## [TASK REQUIREMENTS]
#1 From the passage on Thoothukudi's economy, reproduce the text word for word, beginning at the words "The Thoothukudi Thermal" and stopping after "Diamond Sea foods.".
#2 Answer these questions from the passage on Thoothukudi's economy:
(a) How much salt do the salt pans produce every year?
(b) Which harbor is called one of the oldest and largest in Tamil Nadu?
(c) How many 210 MW generators does the Thoothukudi Thermal Power Station have?

## [DOCUMENT EXTRACT]
▶
Salt pans in and around the city contribute majorly to the economy of the city. The salt pans produce 1.2 million tonnes of salt every year, contributing to 90% of the salt produced in the state and 50% needed by the chemical industries of the state. Late industrialist & philanthropist S.K.S.C.Nadarajan who was the head in various commerce & manufacturers forum established the first manufacturing unit of Iodized salt in Thoothukudi, It was the first manufacturing unit of Iodized salt in South India.

The other major industries are shipping, fishing, agricultural, power and chemical industries. Fishing is one of the largest contributor to the local economy. Thoothukudi Fishing Harbor is one of the oldest and largest harbors in Tamil Nadu.

The Thoothukudi Thermal Power Station has five 210 MW generators. The first generator was commissioned in July 1979 and the newly built thermal power plant of 1000 MW by NLC and TANGEDCO, the NTPL Thermal Power Station. In addition to this there are several private power plants like Ind-Barath Thermal Power Limited, Coastal Energen Private Limited, Sterlite Industries Captive power plant. Thoothukudi Spinning Mills Ltd, Southern Petrochemical Industries Corporation, Thoothukudi Alkali Chemicals and Fertilizers Limited, Heavy Water Board Plant, Venus Home Appliances, S.K.S.C.Nadarajan & Bror. - Salt manufacturer, P. S. S. Krishnamurthi Exports Private Limited, Madura Coats Private Limited, DCW Limited, Kilburn Chemicals Ltd, Nila Sea foods, Diamond Sea foods.
◀
## [EXCERPTED DATA]
▶
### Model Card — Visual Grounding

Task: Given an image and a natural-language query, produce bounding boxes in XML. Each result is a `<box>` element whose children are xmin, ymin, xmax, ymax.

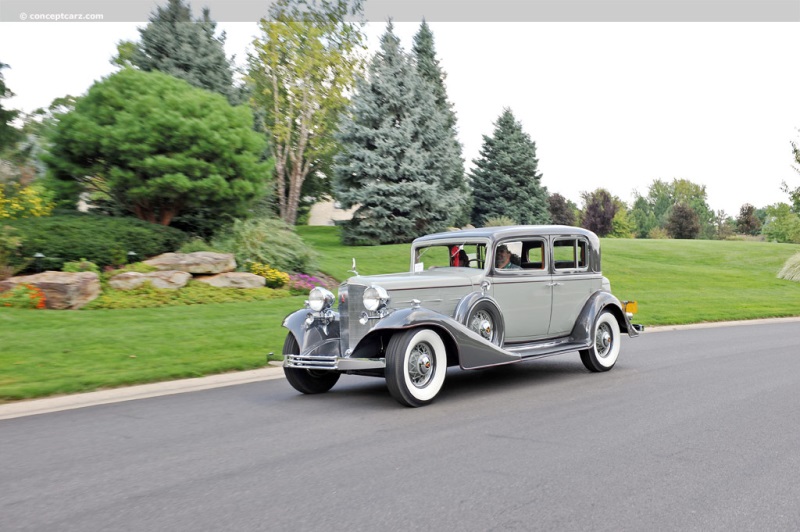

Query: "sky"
<box><xmin>0</xmin><ymin>18</ymin><xmax>800</xmax><ymax>217</ymax></box>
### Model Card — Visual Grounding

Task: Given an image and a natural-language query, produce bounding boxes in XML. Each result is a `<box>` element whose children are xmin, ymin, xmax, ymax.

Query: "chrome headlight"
<box><xmin>308</xmin><ymin>286</ymin><xmax>335</xmax><ymax>312</ymax></box>
<box><xmin>364</xmin><ymin>285</ymin><xmax>389</xmax><ymax>312</ymax></box>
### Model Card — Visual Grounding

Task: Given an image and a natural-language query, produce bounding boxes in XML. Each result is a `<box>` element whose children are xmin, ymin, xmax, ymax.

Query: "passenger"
<box><xmin>494</xmin><ymin>244</ymin><xmax>522</xmax><ymax>270</ymax></box>
<box><xmin>450</xmin><ymin>249</ymin><xmax>469</xmax><ymax>268</ymax></box>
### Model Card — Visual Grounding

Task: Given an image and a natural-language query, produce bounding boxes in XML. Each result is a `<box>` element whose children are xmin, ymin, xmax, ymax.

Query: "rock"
<box><xmin>144</xmin><ymin>251</ymin><xmax>236</xmax><ymax>274</ymax></box>
<box><xmin>108</xmin><ymin>270</ymin><xmax>192</xmax><ymax>290</ymax></box>
<box><xmin>0</xmin><ymin>271</ymin><xmax>100</xmax><ymax>310</ymax></box>
<box><xmin>195</xmin><ymin>272</ymin><xmax>267</xmax><ymax>288</ymax></box>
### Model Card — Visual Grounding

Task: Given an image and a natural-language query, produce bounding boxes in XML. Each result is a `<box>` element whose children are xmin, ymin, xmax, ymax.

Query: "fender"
<box><xmin>570</xmin><ymin>290</ymin><xmax>639</xmax><ymax>346</ymax></box>
<box><xmin>353</xmin><ymin>304</ymin><xmax>521</xmax><ymax>369</ymax></box>
<box><xmin>453</xmin><ymin>292</ymin><xmax>503</xmax><ymax>325</ymax></box>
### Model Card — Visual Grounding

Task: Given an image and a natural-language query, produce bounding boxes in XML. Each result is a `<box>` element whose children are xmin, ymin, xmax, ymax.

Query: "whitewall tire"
<box><xmin>580</xmin><ymin>310</ymin><xmax>621</xmax><ymax>372</ymax></box>
<box><xmin>386</xmin><ymin>328</ymin><xmax>447</xmax><ymax>407</ymax></box>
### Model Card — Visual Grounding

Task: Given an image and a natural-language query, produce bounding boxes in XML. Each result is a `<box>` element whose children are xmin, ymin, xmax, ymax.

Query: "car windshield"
<box><xmin>414</xmin><ymin>242</ymin><xmax>486</xmax><ymax>272</ymax></box>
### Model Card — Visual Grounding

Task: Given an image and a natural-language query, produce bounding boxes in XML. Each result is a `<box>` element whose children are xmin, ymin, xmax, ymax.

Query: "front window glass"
<box><xmin>494</xmin><ymin>238</ymin><xmax>548</xmax><ymax>273</ymax></box>
<box><xmin>414</xmin><ymin>242</ymin><xmax>486</xmax><ymax>272</ymax></box>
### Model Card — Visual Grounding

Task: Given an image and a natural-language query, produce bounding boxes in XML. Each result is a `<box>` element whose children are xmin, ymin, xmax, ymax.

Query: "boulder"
<box><xmin>144</xmin><ymin>251</ymin><xmax>236</xmax><ymax>274</ymax></box>
<box><xmin>108</xmin><ymin>270</ymin><xmax>192</xmax><ymax>290</ymax></box>
<box><xmin>0</xmin><ymin>271</ymin><xmax>100</xmax><ymax>310</ymax></box>
<box><xmin>195</xmin><ymin>272</ymin><xmax>267</xmax><ymax>288</ymax></box>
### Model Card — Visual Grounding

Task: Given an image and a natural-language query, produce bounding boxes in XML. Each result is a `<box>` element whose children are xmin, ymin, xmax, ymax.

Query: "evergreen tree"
<box><xmin>0</xmin><ymin>63</ymin><xmax>20</xmax><ymax>154</ymax></box>
<box><xmin>113</xmin><ymin>0</ymin><xmax>242</xmax><ymax>104</ymax></box>
<box><xmin>547</xmin><ymin>193</ymin><xmax>578</xmax><ymax>225</ymax></box>
<box><xmin>471</xmin><ymin>108</ymin><xmax>550</xmax><ymax>225</ymax></box>
<box><xmin>334</xmin><ymin>22</ymin><xmax>453</xmax><ymax>244</ymax></box>
<box><xmin>411</xmin><ymin>20</ymin><xmax>471</xmax><ymax>226</ymax></box>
◀
## [COMPLETED EXERCISE]
#1
The Thoothukudi Thermal Power Station has five 210 MW generators. The first generator was commissioned in July 1979 and the newly built thermal power plant of 1000 MW by NLC and TANGEDCO, the NTPL Thermal Power Station. In addition to this there are several private power plants like Ind-Barath Thermal Power Limited, Coastal Energen Private Limited, Sterlite Industries Captive power plant. Thoothukudi Spinning Mills Ltd, Southern Petrochemical Industries Corporation, Thoothukudi Alkali Chemicals and Fertilizers Limited, Heavy Water Board Plant, Venus Home Appliances, S.K.S.C.Nadarajan & Bror. - Salt manufacturer, P. S. S. Krishnamurthi Exports Private Limited, Madura Coats Private Limited, DCW Limited, Kilburn Chemicals Ltd, Nila Sea foods, Diamond Sea foods.

#2
(a) 1.2 million tonnes
(b) Thoothukudi Fishing Harbor
(c) Five